I planned to spend about a half hour defining categories and writing bullet points on the whiteboard as the students explored various ways doctors can help people living with incurable conditions and facing the end of life. I was about to move on when a woman in the second row with short, red hair and an expression that telegraphed consternation raised her hand.
As I acknowledged her, she said, “Dr. By- ock, I hear what you are saying, but I don’t think pain is all that well treated. I’ve had two rotations — surgery and neurology — in which I have seen patients whose pain wasn’t controlled at all. One woman had metastatic lung cancer and had emergency neurosurgery to drain an intracerebral hemorrhage. Our team saw her at least twice every day. She had terrible back and hip pain from her cancer — and had been taking high doses of pain medicine before her bleed — but they would only give her Tylenol. She asked for more pain medication every time I saw her. One time she squeezed my hand and said, ‘Why won’t you help me?’ It was awful. I told our resident and
he spoke with the attending on rounds. But we were told, ‘We have to follow her mental status.’ ”
I sighed, reminding myself that examples of what not to do can be as valuable in teaching as examples to emulate.

## Work task 1:
For each statement below, say whether it agrees with the account of the medical class, answering yes or no and quoting the deciding words. (a) The student had completed rotations in surgery and neurology. (b) The team saw the woman with metastatic lung cancer once a day. (c) The narrator planned to spend about an hour defining categories and writing bullet points.
## Work task 2:
Continue the account of the medical class, picking up right after its last sentence.
The items that follow the account come from a separate source.

## The data:
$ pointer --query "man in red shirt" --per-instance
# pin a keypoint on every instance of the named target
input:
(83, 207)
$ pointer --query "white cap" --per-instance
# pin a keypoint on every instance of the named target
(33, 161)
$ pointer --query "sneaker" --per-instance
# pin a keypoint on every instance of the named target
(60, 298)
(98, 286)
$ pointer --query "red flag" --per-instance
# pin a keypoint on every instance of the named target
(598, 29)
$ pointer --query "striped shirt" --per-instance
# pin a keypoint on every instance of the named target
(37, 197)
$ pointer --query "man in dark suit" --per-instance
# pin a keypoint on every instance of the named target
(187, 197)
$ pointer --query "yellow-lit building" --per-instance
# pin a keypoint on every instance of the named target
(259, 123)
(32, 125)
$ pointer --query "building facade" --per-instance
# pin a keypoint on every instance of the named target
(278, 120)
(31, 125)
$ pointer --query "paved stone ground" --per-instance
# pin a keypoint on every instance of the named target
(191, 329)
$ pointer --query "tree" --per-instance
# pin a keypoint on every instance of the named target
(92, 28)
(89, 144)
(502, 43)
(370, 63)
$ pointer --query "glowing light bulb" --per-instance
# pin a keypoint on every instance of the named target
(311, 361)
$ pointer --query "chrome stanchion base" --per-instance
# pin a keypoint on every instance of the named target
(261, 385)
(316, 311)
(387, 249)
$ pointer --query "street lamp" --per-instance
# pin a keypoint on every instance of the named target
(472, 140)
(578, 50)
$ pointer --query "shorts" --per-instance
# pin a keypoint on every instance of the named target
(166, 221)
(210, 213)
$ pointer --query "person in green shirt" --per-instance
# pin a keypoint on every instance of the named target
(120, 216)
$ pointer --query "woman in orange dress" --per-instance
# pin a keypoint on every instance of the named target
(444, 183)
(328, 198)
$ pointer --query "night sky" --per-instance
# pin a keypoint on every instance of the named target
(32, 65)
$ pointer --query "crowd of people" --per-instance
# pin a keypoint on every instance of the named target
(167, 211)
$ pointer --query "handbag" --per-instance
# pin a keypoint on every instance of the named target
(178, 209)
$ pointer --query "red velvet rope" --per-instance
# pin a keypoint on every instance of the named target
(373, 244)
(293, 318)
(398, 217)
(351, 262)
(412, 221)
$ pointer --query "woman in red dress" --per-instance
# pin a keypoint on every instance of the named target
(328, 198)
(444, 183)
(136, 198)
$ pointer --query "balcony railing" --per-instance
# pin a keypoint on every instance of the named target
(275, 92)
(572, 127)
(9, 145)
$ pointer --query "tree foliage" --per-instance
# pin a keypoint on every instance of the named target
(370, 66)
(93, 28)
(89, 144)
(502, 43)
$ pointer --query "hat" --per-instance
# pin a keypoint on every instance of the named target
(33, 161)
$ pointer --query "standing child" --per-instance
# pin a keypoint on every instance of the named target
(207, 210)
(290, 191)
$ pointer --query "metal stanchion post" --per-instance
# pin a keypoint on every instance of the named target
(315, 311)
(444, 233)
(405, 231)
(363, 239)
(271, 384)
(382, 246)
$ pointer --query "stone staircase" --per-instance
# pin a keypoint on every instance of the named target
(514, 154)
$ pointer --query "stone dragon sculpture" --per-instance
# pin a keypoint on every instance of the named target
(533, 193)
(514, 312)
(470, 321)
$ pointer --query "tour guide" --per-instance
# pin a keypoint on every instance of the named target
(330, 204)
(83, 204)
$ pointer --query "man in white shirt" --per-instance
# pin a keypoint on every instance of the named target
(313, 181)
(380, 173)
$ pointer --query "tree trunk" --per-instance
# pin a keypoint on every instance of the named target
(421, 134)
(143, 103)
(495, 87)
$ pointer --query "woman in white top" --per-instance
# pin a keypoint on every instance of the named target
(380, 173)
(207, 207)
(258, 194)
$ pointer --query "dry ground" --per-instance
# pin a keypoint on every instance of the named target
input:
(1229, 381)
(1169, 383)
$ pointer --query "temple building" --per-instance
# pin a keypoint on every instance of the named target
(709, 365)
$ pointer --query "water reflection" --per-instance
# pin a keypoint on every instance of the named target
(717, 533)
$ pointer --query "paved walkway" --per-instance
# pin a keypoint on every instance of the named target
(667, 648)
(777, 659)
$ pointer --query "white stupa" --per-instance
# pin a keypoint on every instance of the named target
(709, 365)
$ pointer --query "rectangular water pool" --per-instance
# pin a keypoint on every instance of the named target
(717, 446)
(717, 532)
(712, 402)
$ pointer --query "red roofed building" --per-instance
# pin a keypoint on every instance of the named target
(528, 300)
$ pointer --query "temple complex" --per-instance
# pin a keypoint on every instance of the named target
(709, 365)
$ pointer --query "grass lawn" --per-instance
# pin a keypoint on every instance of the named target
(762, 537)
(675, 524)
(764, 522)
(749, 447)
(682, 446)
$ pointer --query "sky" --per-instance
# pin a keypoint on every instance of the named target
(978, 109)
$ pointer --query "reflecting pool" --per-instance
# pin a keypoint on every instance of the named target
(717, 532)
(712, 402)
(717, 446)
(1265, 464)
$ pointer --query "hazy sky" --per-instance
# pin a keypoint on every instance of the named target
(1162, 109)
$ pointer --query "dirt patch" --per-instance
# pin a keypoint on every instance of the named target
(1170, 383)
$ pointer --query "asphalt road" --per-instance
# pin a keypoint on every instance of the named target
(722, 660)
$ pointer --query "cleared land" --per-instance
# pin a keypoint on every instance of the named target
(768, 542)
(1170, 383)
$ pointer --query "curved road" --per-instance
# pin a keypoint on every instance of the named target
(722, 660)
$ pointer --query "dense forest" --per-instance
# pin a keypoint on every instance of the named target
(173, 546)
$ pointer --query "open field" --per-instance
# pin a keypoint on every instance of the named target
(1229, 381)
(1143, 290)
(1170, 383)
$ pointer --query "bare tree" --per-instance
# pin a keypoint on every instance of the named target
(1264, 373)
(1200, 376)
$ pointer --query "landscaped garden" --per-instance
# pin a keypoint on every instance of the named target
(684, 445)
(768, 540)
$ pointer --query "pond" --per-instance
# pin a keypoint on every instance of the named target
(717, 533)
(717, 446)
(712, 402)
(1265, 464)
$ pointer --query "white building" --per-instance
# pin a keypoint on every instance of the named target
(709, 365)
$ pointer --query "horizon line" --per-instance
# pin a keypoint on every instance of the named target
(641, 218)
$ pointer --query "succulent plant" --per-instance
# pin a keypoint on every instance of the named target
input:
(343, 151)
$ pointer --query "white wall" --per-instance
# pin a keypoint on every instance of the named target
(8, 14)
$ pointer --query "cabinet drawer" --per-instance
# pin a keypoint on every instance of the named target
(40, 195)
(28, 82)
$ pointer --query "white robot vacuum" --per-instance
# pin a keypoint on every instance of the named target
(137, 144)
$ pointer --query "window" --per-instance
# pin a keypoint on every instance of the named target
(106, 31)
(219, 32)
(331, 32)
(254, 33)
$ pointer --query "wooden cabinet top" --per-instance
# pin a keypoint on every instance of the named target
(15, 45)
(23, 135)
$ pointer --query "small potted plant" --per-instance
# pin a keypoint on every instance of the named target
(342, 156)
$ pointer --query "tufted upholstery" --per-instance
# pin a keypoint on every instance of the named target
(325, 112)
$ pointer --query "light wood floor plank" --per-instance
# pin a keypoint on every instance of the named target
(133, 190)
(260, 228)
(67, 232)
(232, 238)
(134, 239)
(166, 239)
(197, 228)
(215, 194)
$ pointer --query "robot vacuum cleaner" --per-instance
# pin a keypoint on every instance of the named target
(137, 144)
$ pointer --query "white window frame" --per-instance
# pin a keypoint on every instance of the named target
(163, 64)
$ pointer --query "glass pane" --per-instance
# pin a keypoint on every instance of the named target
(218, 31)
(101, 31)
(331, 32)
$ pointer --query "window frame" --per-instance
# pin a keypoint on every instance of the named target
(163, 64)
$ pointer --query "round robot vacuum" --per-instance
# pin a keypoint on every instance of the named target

## Answer section 1:
(a) Yes: "I’ve had two rotations — surgery and neurology —"
(b) No: "Our team saw her at least twice every day."
(c) No: "I planned to spend about a half hour defining categories and writing bullet points on the whiteboard"

## Answer section 2:
“Obviously, I do not know the details of this case beyond what you have just described. I don’t want to second-guess or unfairly criticize my fellow faculty physicians. However, I can say that it is not necessary to withhold pain medications in order to accurately follow people’s mental status. If that is what that attending physician believes, I strongly disagree. Particularly in older patients, uncontrolled pain can cause mental confusion and even florid delirium. In one study of patients undergoing hip surgery, elders without dementia who were in severe pain after surgery had nine times the risk of becoming delirious, compared to patients whose pain was properly treated with morphine. The take-home lesson is that when pain is carefully treated and closely monitored, people’s minds usually remain clear.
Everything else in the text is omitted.